Exercise prompt
Rewrite the material from the line that has "Each instance receives one point. Annotate the silver" through the line that has "[[380, 101], [177, 61]]", changing "dorsal fin" to "tail fin" and keeping everything else the same.

Supplied material

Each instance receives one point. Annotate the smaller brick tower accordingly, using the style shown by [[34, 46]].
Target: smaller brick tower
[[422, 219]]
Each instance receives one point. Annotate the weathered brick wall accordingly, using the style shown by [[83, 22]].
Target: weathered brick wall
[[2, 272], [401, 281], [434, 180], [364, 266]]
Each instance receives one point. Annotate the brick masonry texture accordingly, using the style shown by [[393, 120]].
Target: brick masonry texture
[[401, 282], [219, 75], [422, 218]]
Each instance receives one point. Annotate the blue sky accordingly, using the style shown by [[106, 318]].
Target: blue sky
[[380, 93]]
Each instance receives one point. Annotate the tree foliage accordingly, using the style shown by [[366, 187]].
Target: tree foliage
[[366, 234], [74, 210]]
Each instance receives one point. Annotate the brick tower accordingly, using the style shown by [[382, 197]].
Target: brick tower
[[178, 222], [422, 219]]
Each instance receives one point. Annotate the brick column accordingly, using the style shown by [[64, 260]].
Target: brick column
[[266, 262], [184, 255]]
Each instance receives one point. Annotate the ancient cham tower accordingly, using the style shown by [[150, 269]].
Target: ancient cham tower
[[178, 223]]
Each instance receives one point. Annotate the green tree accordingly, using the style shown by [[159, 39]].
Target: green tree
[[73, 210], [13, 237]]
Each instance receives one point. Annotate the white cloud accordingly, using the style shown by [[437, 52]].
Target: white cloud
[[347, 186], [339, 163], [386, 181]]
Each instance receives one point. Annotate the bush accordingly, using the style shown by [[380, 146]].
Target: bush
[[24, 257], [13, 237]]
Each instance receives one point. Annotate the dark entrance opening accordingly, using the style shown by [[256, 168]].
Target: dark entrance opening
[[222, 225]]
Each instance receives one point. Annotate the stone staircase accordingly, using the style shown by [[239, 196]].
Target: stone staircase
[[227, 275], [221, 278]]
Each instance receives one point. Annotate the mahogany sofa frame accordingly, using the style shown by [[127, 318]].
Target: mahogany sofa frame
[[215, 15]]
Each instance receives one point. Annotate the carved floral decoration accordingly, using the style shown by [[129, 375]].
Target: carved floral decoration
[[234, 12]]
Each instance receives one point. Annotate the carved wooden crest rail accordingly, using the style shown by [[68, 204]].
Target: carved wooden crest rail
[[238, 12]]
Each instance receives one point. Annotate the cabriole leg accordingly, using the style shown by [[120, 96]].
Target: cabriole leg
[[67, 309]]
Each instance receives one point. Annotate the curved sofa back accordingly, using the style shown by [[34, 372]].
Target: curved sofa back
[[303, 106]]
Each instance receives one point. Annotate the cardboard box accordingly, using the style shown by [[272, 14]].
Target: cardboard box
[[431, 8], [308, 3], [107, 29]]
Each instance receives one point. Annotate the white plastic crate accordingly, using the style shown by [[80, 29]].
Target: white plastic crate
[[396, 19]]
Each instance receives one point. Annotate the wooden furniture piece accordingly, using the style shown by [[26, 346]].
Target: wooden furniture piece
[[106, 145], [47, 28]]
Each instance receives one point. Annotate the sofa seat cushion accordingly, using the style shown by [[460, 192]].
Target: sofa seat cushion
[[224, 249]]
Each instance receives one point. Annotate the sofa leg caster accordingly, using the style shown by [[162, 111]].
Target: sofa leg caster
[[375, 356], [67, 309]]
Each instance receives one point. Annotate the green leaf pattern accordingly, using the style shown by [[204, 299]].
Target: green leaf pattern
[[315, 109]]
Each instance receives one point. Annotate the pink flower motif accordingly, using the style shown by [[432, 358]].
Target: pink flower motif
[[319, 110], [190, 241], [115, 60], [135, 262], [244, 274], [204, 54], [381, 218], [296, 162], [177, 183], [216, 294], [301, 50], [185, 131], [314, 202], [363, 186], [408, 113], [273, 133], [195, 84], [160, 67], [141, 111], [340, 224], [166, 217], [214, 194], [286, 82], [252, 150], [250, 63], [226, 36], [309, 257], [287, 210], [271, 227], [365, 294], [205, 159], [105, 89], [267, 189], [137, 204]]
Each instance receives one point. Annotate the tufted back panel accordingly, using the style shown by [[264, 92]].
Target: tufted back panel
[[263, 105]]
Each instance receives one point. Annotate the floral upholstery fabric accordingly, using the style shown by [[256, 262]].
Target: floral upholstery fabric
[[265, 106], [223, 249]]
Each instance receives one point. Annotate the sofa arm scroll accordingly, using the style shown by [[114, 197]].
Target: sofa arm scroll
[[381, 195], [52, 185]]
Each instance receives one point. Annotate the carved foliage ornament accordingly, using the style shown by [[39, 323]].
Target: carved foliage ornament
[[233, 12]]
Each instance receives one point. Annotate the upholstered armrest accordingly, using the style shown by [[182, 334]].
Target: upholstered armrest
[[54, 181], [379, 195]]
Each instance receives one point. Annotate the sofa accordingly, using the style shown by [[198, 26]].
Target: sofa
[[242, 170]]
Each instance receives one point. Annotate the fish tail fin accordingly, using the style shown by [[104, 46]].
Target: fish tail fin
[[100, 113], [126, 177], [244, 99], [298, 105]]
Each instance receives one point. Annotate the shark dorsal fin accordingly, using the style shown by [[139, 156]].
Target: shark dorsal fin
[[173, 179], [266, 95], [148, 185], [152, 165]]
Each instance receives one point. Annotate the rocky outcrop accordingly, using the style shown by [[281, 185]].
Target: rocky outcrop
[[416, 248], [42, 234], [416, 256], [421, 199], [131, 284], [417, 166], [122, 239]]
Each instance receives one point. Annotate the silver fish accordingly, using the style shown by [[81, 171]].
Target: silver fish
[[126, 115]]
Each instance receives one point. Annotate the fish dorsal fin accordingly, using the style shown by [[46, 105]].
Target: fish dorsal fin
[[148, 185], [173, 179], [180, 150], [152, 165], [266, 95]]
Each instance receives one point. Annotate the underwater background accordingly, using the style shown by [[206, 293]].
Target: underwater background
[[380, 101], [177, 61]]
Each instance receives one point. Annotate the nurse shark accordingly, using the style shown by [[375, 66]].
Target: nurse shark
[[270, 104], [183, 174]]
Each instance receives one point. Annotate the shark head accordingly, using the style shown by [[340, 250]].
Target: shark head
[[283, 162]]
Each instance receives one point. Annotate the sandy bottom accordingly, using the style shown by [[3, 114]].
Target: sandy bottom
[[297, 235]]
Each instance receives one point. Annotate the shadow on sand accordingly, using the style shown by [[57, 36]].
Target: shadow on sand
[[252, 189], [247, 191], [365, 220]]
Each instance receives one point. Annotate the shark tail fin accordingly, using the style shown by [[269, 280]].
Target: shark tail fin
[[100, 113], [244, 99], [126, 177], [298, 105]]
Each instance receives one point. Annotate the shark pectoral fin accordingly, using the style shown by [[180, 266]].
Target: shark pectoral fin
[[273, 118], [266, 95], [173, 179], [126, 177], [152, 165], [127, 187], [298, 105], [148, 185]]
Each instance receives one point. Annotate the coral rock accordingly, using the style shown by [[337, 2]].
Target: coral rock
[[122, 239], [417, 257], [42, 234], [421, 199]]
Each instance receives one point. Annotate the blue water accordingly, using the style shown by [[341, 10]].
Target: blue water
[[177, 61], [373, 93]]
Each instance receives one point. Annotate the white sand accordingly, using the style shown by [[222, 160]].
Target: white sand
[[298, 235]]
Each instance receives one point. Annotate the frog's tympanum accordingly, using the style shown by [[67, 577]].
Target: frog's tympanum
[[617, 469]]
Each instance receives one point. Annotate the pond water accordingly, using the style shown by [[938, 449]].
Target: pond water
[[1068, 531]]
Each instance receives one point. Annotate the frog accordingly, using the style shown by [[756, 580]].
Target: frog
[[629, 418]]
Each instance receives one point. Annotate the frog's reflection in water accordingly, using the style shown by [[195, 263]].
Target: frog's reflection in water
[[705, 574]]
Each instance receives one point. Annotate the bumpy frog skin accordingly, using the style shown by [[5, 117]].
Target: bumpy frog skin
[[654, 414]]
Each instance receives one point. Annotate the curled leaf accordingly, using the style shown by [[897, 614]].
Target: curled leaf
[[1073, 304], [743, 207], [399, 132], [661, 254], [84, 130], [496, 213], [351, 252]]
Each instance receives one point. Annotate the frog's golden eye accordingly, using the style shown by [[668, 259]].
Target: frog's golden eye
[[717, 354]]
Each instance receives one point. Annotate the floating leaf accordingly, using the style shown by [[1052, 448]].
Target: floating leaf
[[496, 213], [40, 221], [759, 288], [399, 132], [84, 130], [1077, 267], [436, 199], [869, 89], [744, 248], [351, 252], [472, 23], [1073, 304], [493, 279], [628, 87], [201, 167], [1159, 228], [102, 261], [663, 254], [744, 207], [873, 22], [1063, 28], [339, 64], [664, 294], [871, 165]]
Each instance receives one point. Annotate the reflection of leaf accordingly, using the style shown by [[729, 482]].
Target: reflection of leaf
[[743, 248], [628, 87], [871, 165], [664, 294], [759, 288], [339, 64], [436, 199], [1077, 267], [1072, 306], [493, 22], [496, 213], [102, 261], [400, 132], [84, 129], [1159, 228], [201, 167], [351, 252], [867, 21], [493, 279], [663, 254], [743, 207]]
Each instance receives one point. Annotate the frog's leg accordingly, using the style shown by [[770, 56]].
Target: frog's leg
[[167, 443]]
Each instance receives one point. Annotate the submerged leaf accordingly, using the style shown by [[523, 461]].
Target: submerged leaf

Solution for this exercise
Each instance receives one point. Annotate the silver fish accordingly, using the style shown by [[81, 171]].
Target: silver fish
[[126, 115]]
Each instance receives one point. Annotate the fish tail fin accordingly, using the style shown by [[46, 105]].
Target: fish tail fin
[[148, 185], [173, 179], [180, 150], [152, 165], [266, 95]]
Each instance receives one point. Annotate the underwater background accordingly, using the style shown by [[206, 293]].
Target: underwater background
[[380, 101], [177, 61]]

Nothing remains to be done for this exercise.